# Overgenomen tekst
Opleiding tot officier
Een officier heeft als geestelijk leider een bijzondere plaats in kerk en samenleving, omdat hij/zij actief is op het kruispunt van geloof en maatschappelijke zorg. Het officierschap wordt dan ook gekenmerkt door een hele praktische manier van christen-zijn. Dit komt ook naar voren in de opleiding tot officier.
In de eerste twee jaar van de opleiding tot officier komen drie elementen sterk aan bod:
- Praktijkleren gedurende twee dagen per week op een Leger des Heils-locatie.
- De interne deeltijdopleiding van het Leger des Heils.
- Het ‘Associate Degree’-programma Pastoraal werk van de Christelijke Hogeschool Ede.
Geestelijke vorming
In het opleidingsprogramma ligt veel nadruk op persoonlijke geestelijke vorming. We werken met de drieslag: hart, hoofd en handen. We zijn ervan overtuigd dat de vorming van je ‘hart’ - geleefd geloof in Jezus Christus en een dienstbaar karakter - de basis vormen. Tegelijkertijd kijken we hoe je eerder verworven kennis en kunde meegenomen kunnen worden in je opleidingsplan en je praktijkleerplek.
Aanstelling tot officier
Na de eerste twee studiejaren krijg je een aanstelling als officier. Daarin draag je eindverantwoordelijkheid voor het Leger des Heils-werk op een locatie, maar ben je ook nog bezig met je opleiding tot officier. In de vijf jaar die volgen wordt, door middel van studiedagen en leergemeenschappen, je dagelijkse praktijk en werkverantwoordelijkheid tot leerschool gemaakt. Dit langere praktijkleertraject wordt, bij goed gevolg, na vijf jaar afgerond.

# Datasetfragmenten
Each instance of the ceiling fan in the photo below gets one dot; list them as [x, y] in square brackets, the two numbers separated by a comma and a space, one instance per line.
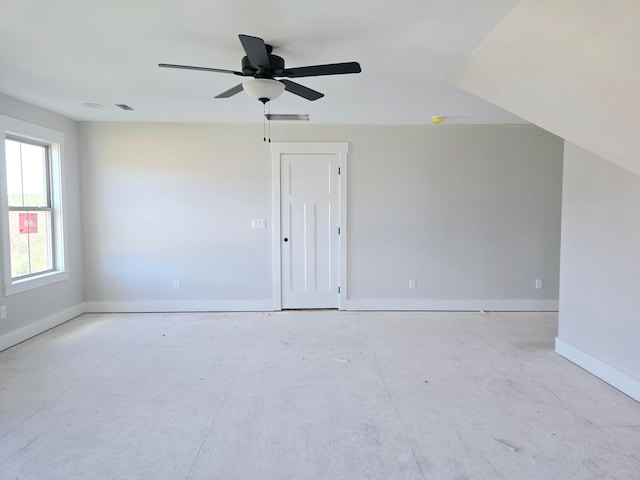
[265, 67]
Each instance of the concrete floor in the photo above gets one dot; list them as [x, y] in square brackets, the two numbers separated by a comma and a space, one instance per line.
[309, 395]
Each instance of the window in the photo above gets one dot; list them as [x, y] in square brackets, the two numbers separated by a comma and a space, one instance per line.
[33, 253]
[30, 207]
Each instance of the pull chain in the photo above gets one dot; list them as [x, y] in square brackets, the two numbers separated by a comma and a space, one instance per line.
[264, 128]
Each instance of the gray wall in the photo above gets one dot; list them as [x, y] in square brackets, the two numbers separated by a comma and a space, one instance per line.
[49, 305]
[600, 286]
[471, 213]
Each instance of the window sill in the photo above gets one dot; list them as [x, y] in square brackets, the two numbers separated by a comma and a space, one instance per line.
[35, 282]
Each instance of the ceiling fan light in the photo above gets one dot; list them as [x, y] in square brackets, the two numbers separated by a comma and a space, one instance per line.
[263, 89]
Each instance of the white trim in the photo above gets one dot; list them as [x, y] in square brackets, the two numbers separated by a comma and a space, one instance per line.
[21, 334]
[337, 148]
[453, 305]
[29, 131]
[623, 382]
[30, 283]
[155, 306]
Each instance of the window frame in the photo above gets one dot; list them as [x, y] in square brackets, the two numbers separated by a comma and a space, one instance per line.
[19, 130]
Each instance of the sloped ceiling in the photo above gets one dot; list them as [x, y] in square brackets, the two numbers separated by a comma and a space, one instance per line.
[61, 54]
[569, 66]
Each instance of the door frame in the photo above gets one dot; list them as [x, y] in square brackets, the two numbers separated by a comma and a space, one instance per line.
[341, 149]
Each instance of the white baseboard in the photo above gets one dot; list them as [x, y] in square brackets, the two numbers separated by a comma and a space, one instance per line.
[21, 334]
[623, 382]
[453, 305]
[180, 306]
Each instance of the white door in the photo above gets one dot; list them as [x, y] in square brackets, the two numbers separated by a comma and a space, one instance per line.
[309, 201]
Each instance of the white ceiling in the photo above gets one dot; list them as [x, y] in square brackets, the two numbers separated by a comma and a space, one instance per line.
[61, 54]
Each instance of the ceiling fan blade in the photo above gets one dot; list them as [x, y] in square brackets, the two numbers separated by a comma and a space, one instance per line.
[231, 92]
[256, 51]
[301, 90]
[202, 69]
[317, 70]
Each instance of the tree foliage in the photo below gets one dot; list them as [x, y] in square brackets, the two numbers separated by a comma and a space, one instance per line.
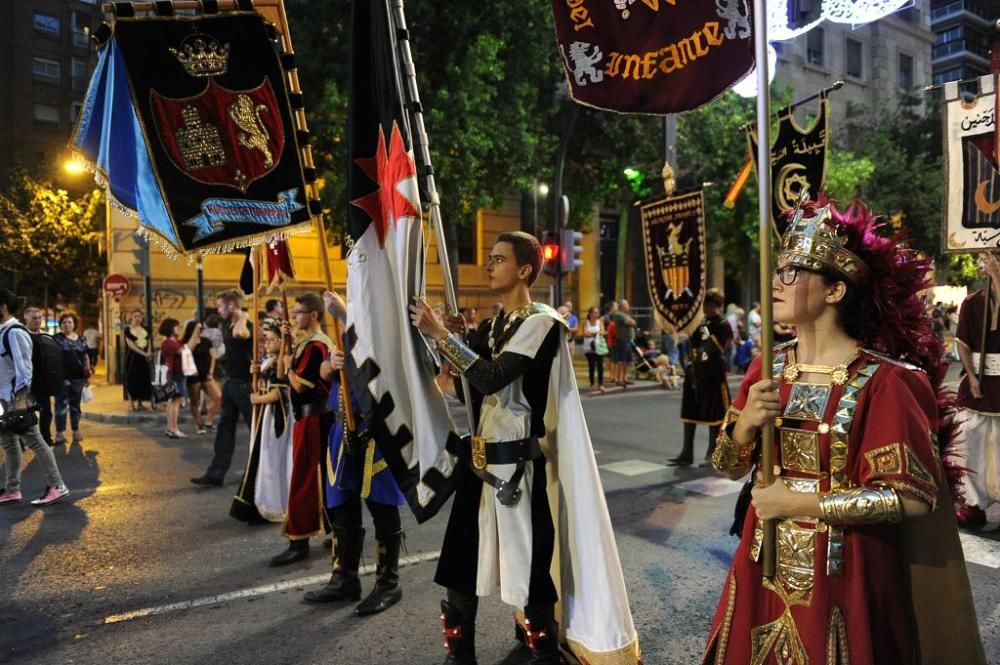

# Opdrachten
[A] Herhaal woordelijk het deel van de tekst over de opleiding tot officier dat begint bij "- Het ‘Associate" en doorloopt tot en met "en je praktijkleerplek.".
[B] Beantwoord deze vragen aan de hand van de tekst over de opleiding tot officier:
(i) Hoeveel dagen per week doe je in de eerste twee jaar aan praktijkleren?
(ii) Welke drie woorden vormen de drieslag waarmee in het programma wordt gewerkt?
(iii) Na hoeveel jaar wordt het praktijkleertraject na de aanstelling afgerond?
De regels zijn apart materiaal en hebben niets met de tekst te maken.

# Antwoorden
[A]
- Het ‘Associate Degree’-programma Pastoraal werk van de Christelijke Hogeschool Ede.
Geestelijke vorming
In het opleidingsprogramma ligt veel nadruk op persoonlijke geestelijke vorming. We werken met de drieslag: hart, hoofd en handen. We zijn ervan overtuigd dat de vorming van je ‘hart’ - geleefd geloof in Jezus Christus en een dienstbaar karakter - de basis vormen. Tegelijkertijd kijken we hoe je eerder verworven kennis en kunde meegenomen kunnen worden in je opleidingsplan en je praktijkleerplek.

[B]
(i) Twee dagen per week.
(ii) Hart, hoofd en handen.
(iii) Na vijf jaar.